EXTRACTED TEXT =>

The thing is, even though we've grown and learnt new tools to keep ourselves safe, the dysfunctional environments we came from likely haven't changed. And because they haven't changed, it likely means they don't want to, don't have the capacity to, and perhaps never will. The sad truth is no matter how much we've changed and evolved, it's unlikely we'll be able to return to these environments with everything we've learned and get a different outcome or effect much (if any) positive change.
The book [[The Narcissistic Family by Stephanie Donaldson-Pressman & Robert M Pressman]] introduces the metaphor of "going back to the well" describes and captures this truth:
> [!quote]
> Let's say that there is a well in your backyard. It's very quaint looking: round, made of old stones, with a little roof on top, and a bucket that you can lower to draw up cool, sweet water.
>
> You have many fond childhood memories of going out to the well, maybe with a grandparent or sibling or parent, and they would help you to pull the bucket up. You felt important and proud that you could get the water. Then one day you discovered that the well had been poisoned.
>
> When you drank the water, it made you sick. You were very sad that you could never go to the well and get that good water again. You thought and thought about it, and you came up with an idea: I'll go back to the well, but I'll use a New Bucket!
>
> So you buy a bucket, get the water, drink it—and get sick. The next day you decide to try to get the water in your favorite mug, the one with the cows on it, you drink it, and you get sick.
>
> So you decide to try the water out of a plastic glass, through a straw—you still get sick. You try to drink the water standing on your head ... The patients get the point.
What sucks the most about this is that it is born out of positive intentions, which is our capacity for growth, hope for healing and desires for resolution and reconciliation. But, because the underlying fundamentals of these dysfunctional systems haven't changed, our positive qualities can easily become vulnerabilities if we let our guard down and don't maintain healthy [[Boundaries]].
Yes, we're better equipped to tolerate these environments because we know what our triggers are and we know exactly what we're getting into, but the healing journey isn't meant to give us the ability to turn already poisoned water into un-poisoned water. Instead, it enables us to create, recognise and move toward healthier alternatives... to build new wells with clean and nourishing water and, to choose [[Authenticity Over Attachment]].

TRY IT =>
Answer from the text above on the "going back to the well" metaphor:
(a) Which book introduces the metaphor?
(b) In the quoted passage, which mug is used to drink the well water?
(c) According to the final paragraph, what does the healing journey enable us to do?

RECORDED INFORMATION =>

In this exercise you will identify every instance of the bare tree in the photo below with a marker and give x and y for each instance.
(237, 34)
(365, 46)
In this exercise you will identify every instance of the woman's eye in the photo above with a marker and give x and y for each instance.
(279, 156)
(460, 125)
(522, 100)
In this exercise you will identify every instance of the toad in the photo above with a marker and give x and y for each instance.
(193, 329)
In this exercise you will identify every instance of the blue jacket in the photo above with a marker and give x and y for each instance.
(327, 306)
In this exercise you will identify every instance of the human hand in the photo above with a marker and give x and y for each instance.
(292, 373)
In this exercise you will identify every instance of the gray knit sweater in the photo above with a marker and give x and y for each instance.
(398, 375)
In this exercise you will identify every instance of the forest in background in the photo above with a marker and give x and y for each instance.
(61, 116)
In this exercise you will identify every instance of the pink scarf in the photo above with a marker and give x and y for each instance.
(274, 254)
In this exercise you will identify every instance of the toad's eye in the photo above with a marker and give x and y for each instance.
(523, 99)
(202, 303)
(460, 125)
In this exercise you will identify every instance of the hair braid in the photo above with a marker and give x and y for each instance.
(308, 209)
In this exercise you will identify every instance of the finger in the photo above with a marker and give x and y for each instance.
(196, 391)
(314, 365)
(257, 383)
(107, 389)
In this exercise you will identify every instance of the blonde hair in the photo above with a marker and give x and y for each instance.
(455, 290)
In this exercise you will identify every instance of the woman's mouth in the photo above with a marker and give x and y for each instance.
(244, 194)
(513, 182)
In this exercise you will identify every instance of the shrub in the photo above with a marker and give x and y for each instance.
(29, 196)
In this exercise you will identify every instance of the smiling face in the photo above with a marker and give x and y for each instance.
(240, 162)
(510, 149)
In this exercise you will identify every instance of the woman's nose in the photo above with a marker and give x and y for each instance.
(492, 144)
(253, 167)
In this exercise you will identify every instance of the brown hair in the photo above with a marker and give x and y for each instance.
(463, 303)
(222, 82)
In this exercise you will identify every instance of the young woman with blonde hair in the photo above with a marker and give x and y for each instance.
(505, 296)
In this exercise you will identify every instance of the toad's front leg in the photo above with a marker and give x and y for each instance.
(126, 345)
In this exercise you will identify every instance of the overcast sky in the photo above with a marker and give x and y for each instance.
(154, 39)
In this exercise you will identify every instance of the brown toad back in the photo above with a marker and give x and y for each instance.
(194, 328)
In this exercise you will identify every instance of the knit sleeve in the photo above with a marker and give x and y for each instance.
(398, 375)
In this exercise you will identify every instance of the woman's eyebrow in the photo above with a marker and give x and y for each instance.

OUTPUT OF THE TASK =>
(a) The Narcissistic Family by Stephanie Donaldson-Pressman & Robert M Pressman.
(b) The favorite mug, the one with the cows on it.
(c) It enables us to create, recognise and move toward healthier alternatives: to build new wells with clean and nourishing water and to choose Authenticity Over Attachment.